* Start *

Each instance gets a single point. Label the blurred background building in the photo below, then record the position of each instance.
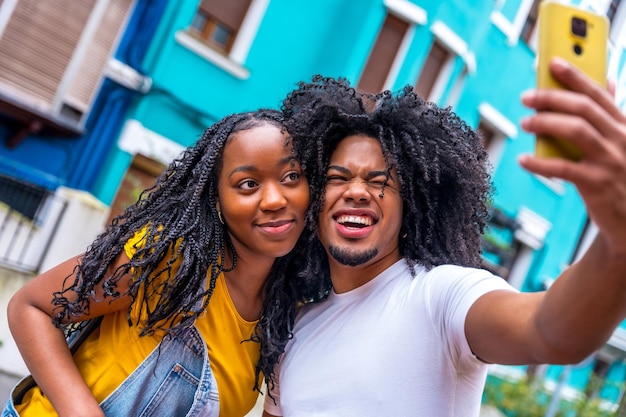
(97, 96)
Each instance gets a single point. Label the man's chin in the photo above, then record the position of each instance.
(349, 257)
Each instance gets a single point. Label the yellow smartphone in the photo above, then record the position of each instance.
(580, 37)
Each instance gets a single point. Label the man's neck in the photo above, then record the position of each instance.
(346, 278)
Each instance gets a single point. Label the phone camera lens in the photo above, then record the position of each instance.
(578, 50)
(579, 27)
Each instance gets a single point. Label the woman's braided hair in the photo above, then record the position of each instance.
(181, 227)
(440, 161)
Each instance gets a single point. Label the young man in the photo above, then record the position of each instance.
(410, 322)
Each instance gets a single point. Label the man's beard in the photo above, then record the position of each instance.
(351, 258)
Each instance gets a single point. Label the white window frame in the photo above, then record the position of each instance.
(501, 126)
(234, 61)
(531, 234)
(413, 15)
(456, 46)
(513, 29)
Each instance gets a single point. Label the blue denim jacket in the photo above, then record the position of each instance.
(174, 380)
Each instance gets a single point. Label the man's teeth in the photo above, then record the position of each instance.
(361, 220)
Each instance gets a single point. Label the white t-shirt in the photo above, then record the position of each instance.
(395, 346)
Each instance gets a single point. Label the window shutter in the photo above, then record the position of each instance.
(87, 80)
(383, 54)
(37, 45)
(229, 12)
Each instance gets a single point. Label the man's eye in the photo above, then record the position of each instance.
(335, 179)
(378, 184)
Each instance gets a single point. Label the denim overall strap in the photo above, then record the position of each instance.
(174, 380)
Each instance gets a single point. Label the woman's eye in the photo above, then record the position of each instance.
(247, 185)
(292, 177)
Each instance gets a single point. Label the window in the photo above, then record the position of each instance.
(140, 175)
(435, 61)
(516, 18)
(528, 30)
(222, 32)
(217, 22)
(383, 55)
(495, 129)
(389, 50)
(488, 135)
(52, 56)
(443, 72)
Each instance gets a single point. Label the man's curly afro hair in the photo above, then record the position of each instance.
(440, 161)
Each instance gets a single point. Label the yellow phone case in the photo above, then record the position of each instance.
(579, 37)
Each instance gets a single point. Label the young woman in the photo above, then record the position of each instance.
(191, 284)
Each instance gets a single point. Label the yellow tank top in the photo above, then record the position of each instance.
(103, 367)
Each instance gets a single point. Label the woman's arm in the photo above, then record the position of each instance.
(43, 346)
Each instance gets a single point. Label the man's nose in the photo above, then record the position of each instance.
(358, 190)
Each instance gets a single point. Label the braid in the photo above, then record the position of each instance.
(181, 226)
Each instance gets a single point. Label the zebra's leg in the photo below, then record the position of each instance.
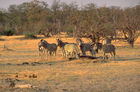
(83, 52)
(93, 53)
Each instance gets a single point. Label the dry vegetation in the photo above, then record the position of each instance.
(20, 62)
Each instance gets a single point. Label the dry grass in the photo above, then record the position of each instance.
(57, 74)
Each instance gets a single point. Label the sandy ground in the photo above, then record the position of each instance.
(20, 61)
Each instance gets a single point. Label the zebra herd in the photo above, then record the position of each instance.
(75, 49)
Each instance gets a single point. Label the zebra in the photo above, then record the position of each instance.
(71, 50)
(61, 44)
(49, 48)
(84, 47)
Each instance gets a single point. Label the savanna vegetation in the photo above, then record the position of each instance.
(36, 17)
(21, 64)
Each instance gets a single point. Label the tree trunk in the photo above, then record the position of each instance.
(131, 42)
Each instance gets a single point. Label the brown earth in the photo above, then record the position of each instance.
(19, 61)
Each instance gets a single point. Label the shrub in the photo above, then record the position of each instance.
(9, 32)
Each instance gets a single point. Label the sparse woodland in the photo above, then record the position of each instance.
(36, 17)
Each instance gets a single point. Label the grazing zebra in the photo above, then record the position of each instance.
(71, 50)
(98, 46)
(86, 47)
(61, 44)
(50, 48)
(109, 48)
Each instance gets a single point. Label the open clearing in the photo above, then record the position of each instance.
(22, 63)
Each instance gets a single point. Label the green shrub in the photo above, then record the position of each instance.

* End *

Could you pull out all of the lines above word for word, leaving the pictures out?

Each instance gets a single point. Label the blurred background building in the photo below, then record the position of each instance.
(97, 96)
Each instance gets a single point. Label the man's chin in the photo above, then record the position of each instance.
(349, 257)
Each instance gets a single point. Label the yellow smartphone in the photo above, then record the position of each instance.
(580, 37)
Each instance gets a single point. Label the man's neck in the photo above, then record the position of each instance.
(346, 278)
Each instance gets a single point. Label the phone camera lens in the photo above, then record the position of each instance.
(578, 50)
(579, 27)
Each instance gets a single point. Label the woman's braided hair in the photo above, then record the position of each instance.
(181, 227)
(440, 161)
Each instance gets a single point. Label the young man in the photo above, then record the position of each instance.
(410, 322)
Each instance gets a single point. Label the man's beard in the photo above, then record the position of each instance.
(351, 258)
Each instance gets a single point. Label the white window frame in the photo above, then record the position of each instance.
(501, 126)
(234, 61)
(531, 234)
(413, 15)
(456, 46)
(513, 29)
Each instance gets a single point. Label the blue denim jacket in the photo above, then record the position of each instance.
(174, 380)
Each instance gets a single point. Label the man's teeth in the photo above, then record the position of each instance.
(361, 220)
Each instance gets a single point. Label the white t-shirt in the photo above, then record the position of each instance.
(395, 346)
Each instance gets a single point. Label the window shutter in the photo above, then record the position of each instance.
(87, 80)
(383, 54)
(37, 45)
(229, 12)
Each instance gets a single point. Label the man's eye in the photo above, then record the position of each instance.
(335, 179)
(378, 184)
Each instance gets a single point. Label the denim overall strap in the photo above, then record the position of each instance.
(174, 380)
Each instance gets a single point. Label the woman's eye in the photo above, then record the position of each instance.
(247, 185)
(292, 177)
Each instance gets a single point. Label the window in the photo above, then record the position of each instance.
(140, 175)
(435, 61)
(516, 18)
(528, 30)
(222, 32)
(217, 22)
(383, 55)
(495, 129)
(389, 50)
(488, 135)
(52, 56)
(443, 72)
Each instance gets a single point. Label the man's curly afro hair in the photo above, then record the position of each instance.
(440, 161)
Each instance gets a single point. Label the yellow phone case in the photo above, then record the position of each instance.
(579, 37)
Each instance gets a single point. Label the young woman in the photo above, then record the position of each instance.
(191, 284)
Each instance gets a single point. Label the yellow tank top in the photo above, then record the position of each instance.
(103, 367)
Each instance gets a single point. Label the woman's arm in the photo above, then record the position of each instance.
(43, 346)
Each instance gets a single point. Label the man's nose in the photo above, then record the position of each instance.
(358, 190)
Each instance gets a single point. Label the braid in the photo above, then record the position of each instance.
(181, 226)
Each instance gets a single point. Label the zebra's leg in the photo below, then record the position of each instance.
(83, 52)
(93, 53)
Each instance gets a single point. Label the dry vegetation in the photo above, then record the position of each instance.
(20, 62)
Each instance gets a single point. Label the dry grass in the photo above, then record the position of each instance.
(57, 74)
Each instance gets a single point. Label the sandy ground in the photo above, then record the position of each instance.
(20, 61)
Each instance gets a single point. Label the zebra herd in the photo above, then record the position of each instance.
(75, 49)
Each instance gets a single point. Label the zebra in the photo above, then record the position of each instance.
(71, 50)
(61, 44)
(49, 48)
(84, 47)
Each instance gets a single point. Label the savanna vegetation in the photo above, then record the position of each instance.
(36, 17)
(21, 64)
Each instance gets a single point. Label the tree trunk in the photo above, then record the position of each instance.
(131, 42)
Each instance gets a single point. Label the brown earth in the photo above, then record the position of each instance.
(19, 61)
Each instance gets a single point. Label the shrub in the photo above, then record the position of each instance.
(9, 32)
Each instance gets a single point. Label the sparse woodland in the photo above, then record the position of each instance.
(36, 17)
Each instance gets a single point. Label the grazing zebra in the photo above, then record the position of each instance.
(71, 50)
(98, 46)
(86, 47)
(61, 44)
(50, 48)
(109, 48)
Each instance gets a single point. Label the open clearing in the photo above, then record the position of each instance.
(22, 63)
Each instance gets a single point. Label the green shrub in the photo above, then record the position of each instance.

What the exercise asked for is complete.